[Photo-based point labeling data]
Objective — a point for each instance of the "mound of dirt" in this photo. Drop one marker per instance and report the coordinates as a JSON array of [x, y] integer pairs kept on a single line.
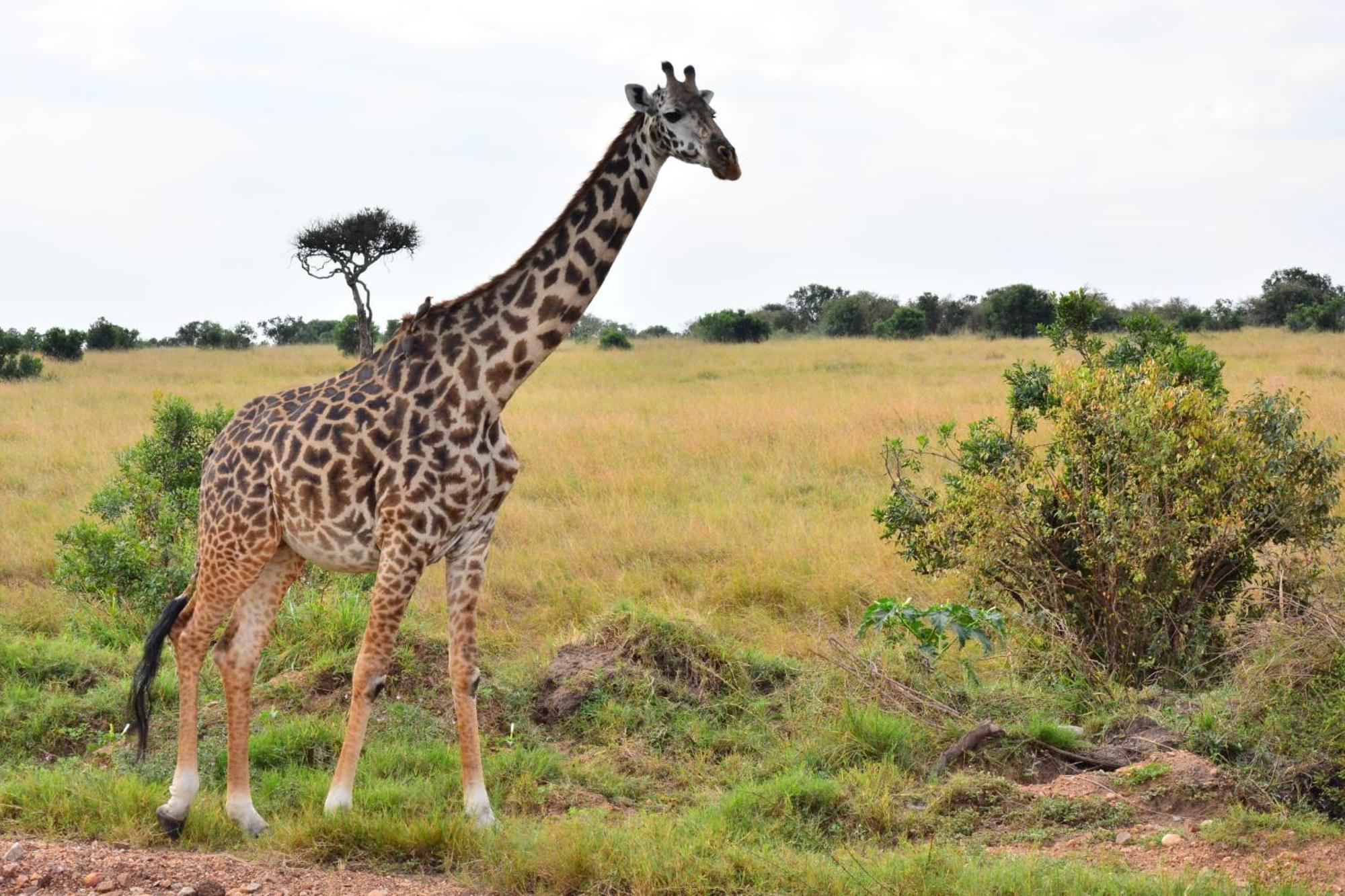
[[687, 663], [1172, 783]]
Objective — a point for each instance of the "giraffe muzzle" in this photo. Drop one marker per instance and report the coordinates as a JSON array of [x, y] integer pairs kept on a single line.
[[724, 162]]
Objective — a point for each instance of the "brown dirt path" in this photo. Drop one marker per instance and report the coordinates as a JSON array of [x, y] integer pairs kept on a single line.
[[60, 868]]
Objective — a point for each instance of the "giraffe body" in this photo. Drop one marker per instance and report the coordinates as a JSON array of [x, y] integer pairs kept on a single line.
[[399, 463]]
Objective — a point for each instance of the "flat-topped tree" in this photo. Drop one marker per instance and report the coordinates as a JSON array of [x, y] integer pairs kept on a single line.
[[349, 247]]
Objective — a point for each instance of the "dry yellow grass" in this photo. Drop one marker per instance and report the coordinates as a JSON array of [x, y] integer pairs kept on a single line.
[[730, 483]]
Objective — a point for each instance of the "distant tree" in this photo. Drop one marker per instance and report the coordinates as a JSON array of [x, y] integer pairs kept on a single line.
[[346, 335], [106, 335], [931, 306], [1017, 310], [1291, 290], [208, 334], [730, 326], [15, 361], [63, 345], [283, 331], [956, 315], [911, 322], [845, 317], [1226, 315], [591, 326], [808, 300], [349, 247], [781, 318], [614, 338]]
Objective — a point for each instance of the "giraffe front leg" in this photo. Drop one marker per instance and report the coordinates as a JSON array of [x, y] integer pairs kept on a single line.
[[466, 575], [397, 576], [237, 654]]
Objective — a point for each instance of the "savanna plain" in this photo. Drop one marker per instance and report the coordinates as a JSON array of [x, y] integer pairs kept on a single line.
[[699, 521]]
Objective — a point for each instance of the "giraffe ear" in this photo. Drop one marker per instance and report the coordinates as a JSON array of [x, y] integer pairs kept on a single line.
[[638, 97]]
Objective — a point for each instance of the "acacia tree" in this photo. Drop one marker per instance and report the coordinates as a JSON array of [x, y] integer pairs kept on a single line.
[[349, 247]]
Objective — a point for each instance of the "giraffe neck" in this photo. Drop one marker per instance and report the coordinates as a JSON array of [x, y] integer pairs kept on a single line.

**Set task:** Generate a word-for-word copy of the preceding records, excluding all pictures.

**Answer to the task:**
Objective — a point for each instance of the "mound of dirt" in this photo. Drop one marker per instance and report the coordinates as a JSON array of [x, y] integer pairs kept on a single line.
[[687, 663], [1172, 783]]
Objective — a point for each instance of the "giraffe muzzle" in this photo. Drop one marker per instance and report the coordinates as a JSON array of [x, y] integer pairs kept on a single line.
[[724, 162]]
Objective — a point for each instance of the "brown dirt path" in this photo. Drop one marker per instance and report the coordinates as a JSON array of [x, y] integer pairs kept on a single line.
[[60, 868]]
Objective — a point for each instance of the "giraffe body" in this photo. Drop one marker per instance and report the coordinates as a JSON array of [x, y] integer pairs kept on a single line.
[[399, 463]]
Objective — a point for each instance of the "flat-topped tree" in this photo. Drop one marker per instance and report the coordinates as a JSON array of [x, y] integer pairs kept on a single line.
[[349, 247]]
Objective — a point for each instance of the "dry yellow grass" in this photo. Drop one marker per instance and report the coordinates as a JSON array of [x, y] integer pairs kept on a single line.
[[730, 483]]
Objective — a point for each instance of the "distant tree" in this photo. Drop one marker per instance and report the coordinates as a JSON array of [x, y] integer pairs kept on a single line.
[[346, 335], [106, 335], [931, 306], [1017, 310], [1291, 290], [208, 334], [730, 326], [15, 361], [63, 345], [283, 331], [956, 315], [911, 322], [845, 317], [1226, 315], [591, 326], [808, 300], [349, 247], [781, 318], [614, 338]]
Objective — a point for each instance of the "giraffe front leg" in this photo. Drop one marker per instance and report the coordinates as a JSON array of [x, y] integer pairs kept on a single line.
[[466, 575], [397, 576], [237, 654]]
Objective — a point for each instance of the "savanna plain" in this photo. Drop one marker per instance and report the coordinates as a JSON array of [x, y] integer pairs kept on a single line.
[[699, 521]]
Objective — a point for each instance of the "giraffe ear" in this photo. Drop one marker per instance and report the coordinates as a JSON array of [x, y] integer pairs kept on a single line.
[[638, 97]]
Objective — a point for each instance of the "acacia tree" in this photo. Drop one marker per instance and report the coordinates as a JSON array of [x, y] integer pairs kept on a single line.
[[349, 247]]
Objective — a point for each instance of the "giraffe neck" in this photo. Drop one marker per instance and report the coordinates as a JSON array of [x, y] integer pairs kept on a single line.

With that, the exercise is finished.